> **Exercise A**
Starting with the first line of the entries and going on through the line with "278 196 L 229", write those lines again with "brown horse" swapped for "gray horse" and nothing else changed. Leave the pictures out of your answer.

> **Document section**
** Begin **

Investor Insights

Why Gold and Silver Fell After Kevin Warsh's First Meeting as Fed Chair

Sam Lawrie/ Founder, Liberty Bullion
June 20, 2026
Why Gold and Silver Fell After Kevin Warsh's First Meeting as Fed Chair

In Short

Gold and silver fell after Warsh's first Fed meeting because rate expectations turned hawkish, not because rates actually moved. Higher expected rates make non-yielding metals less attractive in the short term. But US debt is too large for genuine rate hikes to be sustainable, so the government will eventually print, as it always has. So this dip is short-term noise, not a change in the long-term case, and it's a buying opportunity.

Gold and silver both pulled back hard this week, and I want to walk you through exactly why, because the reason matters more than the drop itself. This is a short-term hurdle caused by a shift in expectations, not a change in the underlying story. If anything, I think it's setting up a better entry point for anyone who's been waiting on the sidelines.

What Happened at Warsh's First Fed Meeting

Trump installed Kevin Warsh as the new Fed chair specifically to bring interest rates down, after a long and public fight with the outgoing chair, Jerome Powell, who wouldn't cut as fast as Trump wanted. So when Warsh ran his first meeting this week, the market was watching closely.

He held rates steady, as expected, amid ongoing inflation driven by the war in Iran, a better-than-expected jobs report, and a hotter-than-expected CPI release. What moved the market was the Fed's internal forecast of where rates are headed by the end of the year. That forecast shifted higher. In plain terms, the people running the US central bank now think a rate rise later this year is more likely than a cut.

That shift in expectation, not the decision itself, is what sent gold and silver lower.

Why This Hits Precious Metals in the Short Term

Here's the mechanism, and it's simpler than it sounds. Gold and silver don't pay you interest just for holding them. When interest rates go up, or even when investors expect them to, money sitting in a bank account or in bonds starts earning more. So some investors shift money out of metals and into things that pay a return, at least for now.

That's the whole story behind this week's price action. It's not personal to gold or silver, and it's not new, it happens every time rate expectations move. Which is exactly why I see it as noise, not a signal.

Why This Is a Hurdle, Not a Trend Change

A shift in expectations is not the same as an actual rate hike, and it's a long way from a rate hike that's high enough to genuinely fight inflation. Warsh hasn't raised rates. He's signalled he might, later in the year, if inflation stays hot. That's a very different thing to actually doing it, and as I'll get to, there are real limits on how far he can go.

Markets overreact to signals like this constantly. The metals get sold off on the expectation, and history shows that when the expectation doesn't fully play out, or when the next piece of bad economic news lands, the move reverses just as fast as it came.

** End **

> **Dataset**
** Begin **

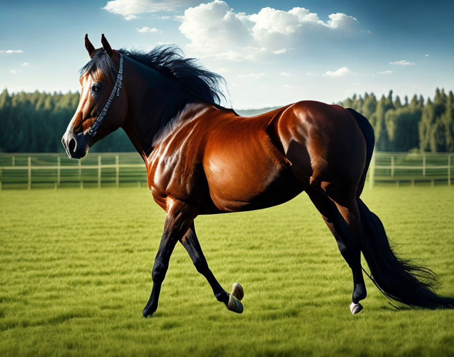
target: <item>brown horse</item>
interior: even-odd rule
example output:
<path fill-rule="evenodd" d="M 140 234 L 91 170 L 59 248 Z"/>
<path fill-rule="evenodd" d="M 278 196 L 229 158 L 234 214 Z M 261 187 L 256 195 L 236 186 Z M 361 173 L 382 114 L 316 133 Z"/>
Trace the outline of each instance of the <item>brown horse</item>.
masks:
<path fill-rule="evenodd" d="M 63 136 L 70 157 L 122 128 L 146 166 L 148 187 L 167 212 L 143 315 L 158 308 L 169 260 L 179 241 L 218 300 L 236 312 L 243 289 L 216 281 L 196 235 L 199 215 L 259 209 L 307 193 L 352 269 L 353 313 L 366 297 L 360 261 L 387 296 L 408 305 L 452 307 L 437 295 L 429 269 L 397 258 L 379 218 L 359 198 L 373 149 L 367 119 L 352 109 L 304 101 L 250 118 L 216 104 L 222 78 L 175 47 L 112 50 L 102 35 L 82 69 L 80 102 Z M 109 96 L 110 95 L 110 96 Z M 105 120 L 104 120 L 105 119 Z M 429 279 L 428 280 L 428 279 Z"/>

** End **

> **Exercise B**
Answer these about the piece on why gold and silver fell after Warsh's first Fed meeting:
(i) Who was the outgoing Fed chair?
(ii) Which way did the Fed's internal forecast of where rates are headed by year's end shift?
(iii) Besides ongoing inflation, what two reports does the piece mention alongside the decision to hold rates steady?

> **Response A**
target: <item>gray horse</item>
interior: even-odd rule
example output:
<path fill-rule="evenodd" d="M 140 234 L 91 170 L 59 248 Z"/>
<path fill-rule="evenodd" d="M 278 196 L 229 158 L 234 214 Z M 261 187 L 256 195 L 236 186 Z M 361 173 L 382 114 L 316 133 Z"/>

> **Response B**
(i) Jerome Powell
(ii) Higher
(iii) A better-than-expected jobs report and a hotter-than-expected CPI release